• Problem description: Having read the material, return every line of it exactly.

== Data records ==

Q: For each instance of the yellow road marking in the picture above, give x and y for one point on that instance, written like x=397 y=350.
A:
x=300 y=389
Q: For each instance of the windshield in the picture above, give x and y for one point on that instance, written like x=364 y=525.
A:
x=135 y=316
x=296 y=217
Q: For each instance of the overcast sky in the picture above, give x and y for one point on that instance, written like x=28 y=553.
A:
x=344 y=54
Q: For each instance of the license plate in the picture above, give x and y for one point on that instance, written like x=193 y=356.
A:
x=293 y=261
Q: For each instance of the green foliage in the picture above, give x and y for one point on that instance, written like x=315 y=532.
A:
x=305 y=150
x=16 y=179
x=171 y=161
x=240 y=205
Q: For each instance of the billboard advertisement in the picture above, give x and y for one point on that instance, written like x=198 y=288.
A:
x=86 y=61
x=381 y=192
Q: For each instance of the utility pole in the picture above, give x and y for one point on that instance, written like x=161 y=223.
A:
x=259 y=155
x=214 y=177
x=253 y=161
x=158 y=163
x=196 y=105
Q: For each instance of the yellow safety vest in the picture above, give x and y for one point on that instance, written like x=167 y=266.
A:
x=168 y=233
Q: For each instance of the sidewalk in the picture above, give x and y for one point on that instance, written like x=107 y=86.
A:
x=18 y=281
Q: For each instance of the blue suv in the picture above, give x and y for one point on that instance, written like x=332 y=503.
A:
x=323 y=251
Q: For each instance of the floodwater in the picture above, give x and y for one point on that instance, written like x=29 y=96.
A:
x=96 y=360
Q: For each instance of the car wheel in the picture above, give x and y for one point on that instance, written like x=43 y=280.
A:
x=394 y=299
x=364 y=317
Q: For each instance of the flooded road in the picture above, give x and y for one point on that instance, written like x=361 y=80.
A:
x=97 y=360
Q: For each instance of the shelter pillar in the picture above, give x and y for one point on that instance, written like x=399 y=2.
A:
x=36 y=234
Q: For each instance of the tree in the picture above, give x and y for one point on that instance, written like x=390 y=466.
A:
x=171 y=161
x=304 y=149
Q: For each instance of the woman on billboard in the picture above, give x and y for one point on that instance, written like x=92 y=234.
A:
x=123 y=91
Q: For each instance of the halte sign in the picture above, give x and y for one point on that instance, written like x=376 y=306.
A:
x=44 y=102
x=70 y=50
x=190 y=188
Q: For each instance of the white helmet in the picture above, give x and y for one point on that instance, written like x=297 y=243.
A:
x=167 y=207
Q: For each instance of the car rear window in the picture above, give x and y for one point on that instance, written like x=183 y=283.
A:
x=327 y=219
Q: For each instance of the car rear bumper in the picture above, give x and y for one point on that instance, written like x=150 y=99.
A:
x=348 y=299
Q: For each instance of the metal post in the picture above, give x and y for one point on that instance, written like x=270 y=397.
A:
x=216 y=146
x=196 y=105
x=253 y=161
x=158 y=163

===

• Output:
Q: For each instance of the yellow road marking in the picture above, give x and y for one point on that instance, written like x=397 y=350.
A:
x=300 y=389
Q: For each instance of the windshield in the picture above, give x and y for one point on that instance, written like x=364 y=525.
A:
x=135 y=316
x=296 y=217
Q: For each instance of the overcast sky in the picture above, give x and y for one point on that instance, written like x=28 y=553.
A:
x=344 y=54
Q: For each instance of the license plate in the picture above, give x and y for one point on that instance, written like x=193 y=356.
A:
x=293 y=261
Q: For each instance of the green foliage in the picture above, give x and y for one point on that instance, written like x=315 y=532.
A:
x=305 y=150
x=16 y=179
x=171 y=161
x=240 y=205
Q: For each instance of the billboard advertisement in the picture above, give x and y for one point on that instance, written like x=198 y=288.
A:
x=86 y=61
x=381 y=192
Q: For each instance of the utility pole in the picture above, give x and y for one point on that instance, written like x=161 y=223.
A:
x=259 y=155
x=214 y=177
x=253 y=161
x=158 y=163
x=196 y=105
Q: For each instance of the yellow safety vest in the picture above, give x and y for one point on that instance, written like x=167 y=266.
A:
x=168 y=233
Q: For each instance of the sidewalk in the picture above, give x and y for one point on that instance, written like x=107 y=86.
A:
x=18 y=281
Q: For each instance of the blue suv in the picture above, give x and y for one point on that instance, written like x=332 y=503.
A:
x=323 y=251
Q: For each instance of the floodwater in the picture above, give x and y for one point on that instance, written like x=29 y=96.
A:
x=96 y=360
Q: For each instance of the car wheel in the picture above, give x and y for one point on that instance, written like x=43 y=280.
A:
x=394 y=299
x=364 y=317
Q: For each instance of the flooded road in the picture above, give x and y for one point on that instance, written like x=361 y=80.
A:
x=97 y=360
Q: For each instance of the shelter pillar in the picture above, give x and y for one point on that instance, written like x=399 y=2.
A:
x=36 y=234
Q: For each instance of the tree in the picture above, give x and y for one point on that instance, written like x=390 y=466.
A:
x=171 y=161
x=304 y=149
Q: For each instance of the woman on billboard in the picture above, give x and y for one point on that instance, written like x=92 y=234.
A:
x=123 y=91
Q: For each instance of the halte sign in the picture above, give x and y for one point on that instance, written like x=376 y=306.
A:
x=44 y=102
x=70 y=50
x=190 y=188
Q: For each instance of the white helmet in the picture above, give x and y for one point on that instance, written like x=297 y=243.
A:
x=167 y=207
Q: For each instance of the car rear window in the picture above, give x and y for one point on that instance, written like x=183 y=283.
A:
x=327 y=219
Q: For each instance of the car rear bumper in the picture above, give x and y for one point on that instance, written like x=150 y=99.
A:
x=348 y=299
Q: For each instance of the metal post in the picture above, give x and y for one point on that instance, written like x=270 y=397.
A:
x=216 y=146
x=196 y=105
x=253 y=161
x=158 y=163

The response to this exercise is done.